Give back exactly the lines that run from the line containing "Exercise. Spot the dirt path" through the end of the listing below. Leave out every other line.

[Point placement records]

________________________

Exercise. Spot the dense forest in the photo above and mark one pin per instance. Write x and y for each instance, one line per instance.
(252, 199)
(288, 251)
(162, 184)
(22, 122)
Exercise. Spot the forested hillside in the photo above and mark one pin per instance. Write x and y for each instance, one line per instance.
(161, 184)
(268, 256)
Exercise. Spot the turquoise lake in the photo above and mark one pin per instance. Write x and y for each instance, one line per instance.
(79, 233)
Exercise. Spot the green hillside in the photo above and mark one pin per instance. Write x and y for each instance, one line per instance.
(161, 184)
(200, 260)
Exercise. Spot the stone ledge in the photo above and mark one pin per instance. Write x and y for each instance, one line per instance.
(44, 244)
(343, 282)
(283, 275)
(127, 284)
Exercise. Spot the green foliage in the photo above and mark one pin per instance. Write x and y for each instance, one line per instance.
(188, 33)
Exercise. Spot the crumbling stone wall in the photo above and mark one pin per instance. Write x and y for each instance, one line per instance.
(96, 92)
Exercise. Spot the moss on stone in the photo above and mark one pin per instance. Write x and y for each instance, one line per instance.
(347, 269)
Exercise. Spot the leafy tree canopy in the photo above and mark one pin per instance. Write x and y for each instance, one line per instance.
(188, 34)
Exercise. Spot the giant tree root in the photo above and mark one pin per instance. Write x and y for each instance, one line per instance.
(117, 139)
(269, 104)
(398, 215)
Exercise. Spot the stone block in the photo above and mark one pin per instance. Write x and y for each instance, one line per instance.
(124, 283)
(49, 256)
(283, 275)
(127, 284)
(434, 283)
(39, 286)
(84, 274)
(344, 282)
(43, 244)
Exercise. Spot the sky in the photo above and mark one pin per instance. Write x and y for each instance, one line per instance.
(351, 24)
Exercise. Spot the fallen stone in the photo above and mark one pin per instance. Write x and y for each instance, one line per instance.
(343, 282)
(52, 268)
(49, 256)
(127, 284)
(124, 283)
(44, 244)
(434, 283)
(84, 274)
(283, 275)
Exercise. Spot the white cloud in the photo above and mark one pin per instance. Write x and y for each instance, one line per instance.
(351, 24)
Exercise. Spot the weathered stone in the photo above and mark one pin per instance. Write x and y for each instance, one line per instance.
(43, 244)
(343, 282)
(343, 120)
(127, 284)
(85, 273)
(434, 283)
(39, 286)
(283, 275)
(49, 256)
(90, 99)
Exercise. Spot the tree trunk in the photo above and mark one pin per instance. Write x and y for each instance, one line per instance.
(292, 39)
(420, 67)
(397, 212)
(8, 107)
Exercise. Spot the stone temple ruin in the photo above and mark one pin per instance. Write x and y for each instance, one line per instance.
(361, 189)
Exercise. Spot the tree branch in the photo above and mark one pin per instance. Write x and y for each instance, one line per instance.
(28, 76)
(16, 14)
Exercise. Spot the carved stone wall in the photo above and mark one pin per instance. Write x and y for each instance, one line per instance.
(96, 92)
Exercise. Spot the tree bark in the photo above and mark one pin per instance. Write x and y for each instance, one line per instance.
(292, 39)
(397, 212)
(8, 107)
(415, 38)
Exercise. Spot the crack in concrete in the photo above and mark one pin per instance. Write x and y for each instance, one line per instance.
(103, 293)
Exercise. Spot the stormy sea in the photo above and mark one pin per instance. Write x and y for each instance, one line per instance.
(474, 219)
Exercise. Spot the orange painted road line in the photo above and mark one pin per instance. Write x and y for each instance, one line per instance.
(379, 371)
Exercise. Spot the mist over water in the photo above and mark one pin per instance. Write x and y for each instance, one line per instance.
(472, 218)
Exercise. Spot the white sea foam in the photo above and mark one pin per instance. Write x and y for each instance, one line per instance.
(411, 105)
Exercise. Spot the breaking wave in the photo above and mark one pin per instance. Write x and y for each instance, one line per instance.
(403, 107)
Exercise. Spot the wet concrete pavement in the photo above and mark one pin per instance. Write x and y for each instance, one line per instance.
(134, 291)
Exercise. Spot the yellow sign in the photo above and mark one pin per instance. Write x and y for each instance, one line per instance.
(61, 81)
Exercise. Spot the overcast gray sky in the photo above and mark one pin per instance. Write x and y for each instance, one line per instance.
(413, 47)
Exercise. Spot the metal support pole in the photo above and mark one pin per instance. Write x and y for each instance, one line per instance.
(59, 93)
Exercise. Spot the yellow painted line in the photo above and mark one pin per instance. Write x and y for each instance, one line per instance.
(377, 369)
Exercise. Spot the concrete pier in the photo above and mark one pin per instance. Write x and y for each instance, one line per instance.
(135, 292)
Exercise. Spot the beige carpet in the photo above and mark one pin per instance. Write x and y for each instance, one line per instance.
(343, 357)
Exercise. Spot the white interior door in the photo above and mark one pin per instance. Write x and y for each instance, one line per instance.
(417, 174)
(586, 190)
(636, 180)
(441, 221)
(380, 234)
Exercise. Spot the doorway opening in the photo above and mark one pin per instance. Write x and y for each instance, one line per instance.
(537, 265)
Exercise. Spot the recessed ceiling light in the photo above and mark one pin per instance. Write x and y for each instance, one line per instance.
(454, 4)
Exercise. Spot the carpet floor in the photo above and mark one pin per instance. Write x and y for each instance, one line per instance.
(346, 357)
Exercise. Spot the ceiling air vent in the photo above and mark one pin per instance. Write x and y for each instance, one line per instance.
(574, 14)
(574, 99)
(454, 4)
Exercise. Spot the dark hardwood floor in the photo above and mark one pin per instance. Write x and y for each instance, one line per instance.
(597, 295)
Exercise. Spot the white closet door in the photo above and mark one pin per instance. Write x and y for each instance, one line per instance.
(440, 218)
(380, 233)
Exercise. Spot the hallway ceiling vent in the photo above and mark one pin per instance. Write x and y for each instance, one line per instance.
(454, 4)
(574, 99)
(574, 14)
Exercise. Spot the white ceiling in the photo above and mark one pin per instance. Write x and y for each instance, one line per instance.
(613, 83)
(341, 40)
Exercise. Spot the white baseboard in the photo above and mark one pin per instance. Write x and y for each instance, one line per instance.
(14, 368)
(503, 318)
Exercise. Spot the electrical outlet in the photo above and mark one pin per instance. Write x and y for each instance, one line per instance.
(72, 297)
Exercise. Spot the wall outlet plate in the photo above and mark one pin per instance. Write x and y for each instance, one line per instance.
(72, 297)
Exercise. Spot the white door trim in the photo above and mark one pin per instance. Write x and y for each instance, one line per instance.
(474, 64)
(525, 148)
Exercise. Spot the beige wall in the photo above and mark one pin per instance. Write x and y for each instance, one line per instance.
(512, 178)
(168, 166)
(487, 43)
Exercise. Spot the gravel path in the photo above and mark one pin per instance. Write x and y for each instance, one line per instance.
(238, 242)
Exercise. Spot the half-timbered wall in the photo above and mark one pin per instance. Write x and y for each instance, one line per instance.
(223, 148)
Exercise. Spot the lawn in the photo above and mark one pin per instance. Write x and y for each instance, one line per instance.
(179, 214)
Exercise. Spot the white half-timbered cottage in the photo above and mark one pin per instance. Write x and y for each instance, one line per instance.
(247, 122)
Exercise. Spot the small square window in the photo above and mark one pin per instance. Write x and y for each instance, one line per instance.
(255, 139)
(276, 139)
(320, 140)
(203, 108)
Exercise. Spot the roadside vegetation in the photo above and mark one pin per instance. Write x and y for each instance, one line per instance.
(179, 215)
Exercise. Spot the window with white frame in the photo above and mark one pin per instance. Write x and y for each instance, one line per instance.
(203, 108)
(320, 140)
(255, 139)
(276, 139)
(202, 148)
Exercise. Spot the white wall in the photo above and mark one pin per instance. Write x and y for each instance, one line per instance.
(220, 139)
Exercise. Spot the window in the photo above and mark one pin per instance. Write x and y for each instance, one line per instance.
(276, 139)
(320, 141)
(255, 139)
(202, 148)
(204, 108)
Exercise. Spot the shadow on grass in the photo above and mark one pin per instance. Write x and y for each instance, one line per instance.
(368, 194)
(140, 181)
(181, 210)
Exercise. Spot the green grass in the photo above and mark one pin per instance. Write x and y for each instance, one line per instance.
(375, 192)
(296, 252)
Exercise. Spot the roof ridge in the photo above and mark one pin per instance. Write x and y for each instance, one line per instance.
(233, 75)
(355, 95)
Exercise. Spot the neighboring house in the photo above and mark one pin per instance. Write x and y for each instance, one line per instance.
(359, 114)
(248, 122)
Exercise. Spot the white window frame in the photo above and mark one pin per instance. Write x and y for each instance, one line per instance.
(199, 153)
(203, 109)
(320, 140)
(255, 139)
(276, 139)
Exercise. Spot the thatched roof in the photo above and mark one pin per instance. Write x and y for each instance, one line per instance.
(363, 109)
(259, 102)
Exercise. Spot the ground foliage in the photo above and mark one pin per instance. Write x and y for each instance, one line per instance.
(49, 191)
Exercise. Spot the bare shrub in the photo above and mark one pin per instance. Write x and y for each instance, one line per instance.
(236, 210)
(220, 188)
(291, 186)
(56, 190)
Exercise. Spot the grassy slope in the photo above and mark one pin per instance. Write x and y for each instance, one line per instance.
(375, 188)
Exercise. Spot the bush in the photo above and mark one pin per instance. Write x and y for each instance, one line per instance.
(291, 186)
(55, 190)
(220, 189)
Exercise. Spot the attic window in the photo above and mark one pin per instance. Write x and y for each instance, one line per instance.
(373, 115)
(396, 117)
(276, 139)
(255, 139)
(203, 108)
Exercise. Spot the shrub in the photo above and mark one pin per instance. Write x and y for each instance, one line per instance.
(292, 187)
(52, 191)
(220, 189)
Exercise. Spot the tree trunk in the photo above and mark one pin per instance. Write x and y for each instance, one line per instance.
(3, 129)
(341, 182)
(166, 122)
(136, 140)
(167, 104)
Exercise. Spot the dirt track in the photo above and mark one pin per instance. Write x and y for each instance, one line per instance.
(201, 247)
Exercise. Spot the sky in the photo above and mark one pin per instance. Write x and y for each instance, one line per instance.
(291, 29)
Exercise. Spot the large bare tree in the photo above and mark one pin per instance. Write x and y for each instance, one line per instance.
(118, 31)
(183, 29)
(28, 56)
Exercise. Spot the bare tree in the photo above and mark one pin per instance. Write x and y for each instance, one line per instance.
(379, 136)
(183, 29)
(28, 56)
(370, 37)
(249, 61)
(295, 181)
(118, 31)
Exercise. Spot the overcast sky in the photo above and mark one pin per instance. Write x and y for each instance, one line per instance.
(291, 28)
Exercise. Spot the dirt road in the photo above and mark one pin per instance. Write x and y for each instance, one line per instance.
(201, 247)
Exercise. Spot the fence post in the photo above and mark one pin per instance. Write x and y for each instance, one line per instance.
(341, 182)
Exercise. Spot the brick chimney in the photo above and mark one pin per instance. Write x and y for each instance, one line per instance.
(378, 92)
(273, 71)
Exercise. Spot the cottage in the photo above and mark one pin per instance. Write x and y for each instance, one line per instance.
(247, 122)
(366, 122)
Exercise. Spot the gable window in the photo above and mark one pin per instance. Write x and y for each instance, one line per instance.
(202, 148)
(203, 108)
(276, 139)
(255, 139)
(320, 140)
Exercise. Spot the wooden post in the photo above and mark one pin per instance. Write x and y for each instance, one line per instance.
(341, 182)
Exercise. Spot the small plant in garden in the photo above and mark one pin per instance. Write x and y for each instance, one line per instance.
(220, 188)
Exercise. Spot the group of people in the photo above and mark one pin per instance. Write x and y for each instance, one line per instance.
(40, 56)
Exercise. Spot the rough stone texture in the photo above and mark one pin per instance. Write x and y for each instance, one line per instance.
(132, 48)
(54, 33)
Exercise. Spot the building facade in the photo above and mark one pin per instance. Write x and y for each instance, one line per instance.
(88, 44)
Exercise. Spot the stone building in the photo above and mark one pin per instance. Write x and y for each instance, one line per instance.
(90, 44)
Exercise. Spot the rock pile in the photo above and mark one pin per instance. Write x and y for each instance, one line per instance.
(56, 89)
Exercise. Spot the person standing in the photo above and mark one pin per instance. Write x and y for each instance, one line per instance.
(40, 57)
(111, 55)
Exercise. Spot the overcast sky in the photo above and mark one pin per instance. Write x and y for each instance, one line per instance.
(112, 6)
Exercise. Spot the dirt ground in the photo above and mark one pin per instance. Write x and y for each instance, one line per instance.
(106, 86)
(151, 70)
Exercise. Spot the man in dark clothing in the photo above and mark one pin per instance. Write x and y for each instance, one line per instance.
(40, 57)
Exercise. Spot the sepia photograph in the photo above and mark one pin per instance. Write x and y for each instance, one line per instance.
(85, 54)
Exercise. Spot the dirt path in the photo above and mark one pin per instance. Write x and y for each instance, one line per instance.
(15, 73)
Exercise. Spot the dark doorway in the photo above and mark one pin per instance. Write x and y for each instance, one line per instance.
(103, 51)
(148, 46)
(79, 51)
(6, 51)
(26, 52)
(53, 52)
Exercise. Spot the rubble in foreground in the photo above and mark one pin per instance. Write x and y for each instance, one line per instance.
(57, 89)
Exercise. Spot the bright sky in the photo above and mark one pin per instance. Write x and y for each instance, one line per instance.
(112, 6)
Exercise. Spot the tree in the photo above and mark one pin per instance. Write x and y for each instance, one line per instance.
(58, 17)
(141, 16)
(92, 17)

________________________

• Solution:
Exercise. Spot the dirt path in the photo above and mark one pin per instance. Write x and y for each instance, one line per instance.
(15, 73)
Exercise. Spot the dark doorway in the photo above and mark one pin per instance. Write x and y for each instance, one line per instance.
(103, 51)
(148, 46)
(79, 51)
(6, 51)
(26, 52)
(53, 52)
Exercise. Spot the rubble in foreground in the photo above and mark one pin per instance. Write x and y for each instance, one line per instance.
(57, 89)
Exercise. Spot the bright sky in the photo above and mark one pin per instance. Write x and y for each instance, one line per instance.
(112, 6)
Exercise. Spot the tree in the photo above and mark one pin per instance. Write x and y for each instance, one line per instance.
(58, 17)
(141, 16)
(92, 17)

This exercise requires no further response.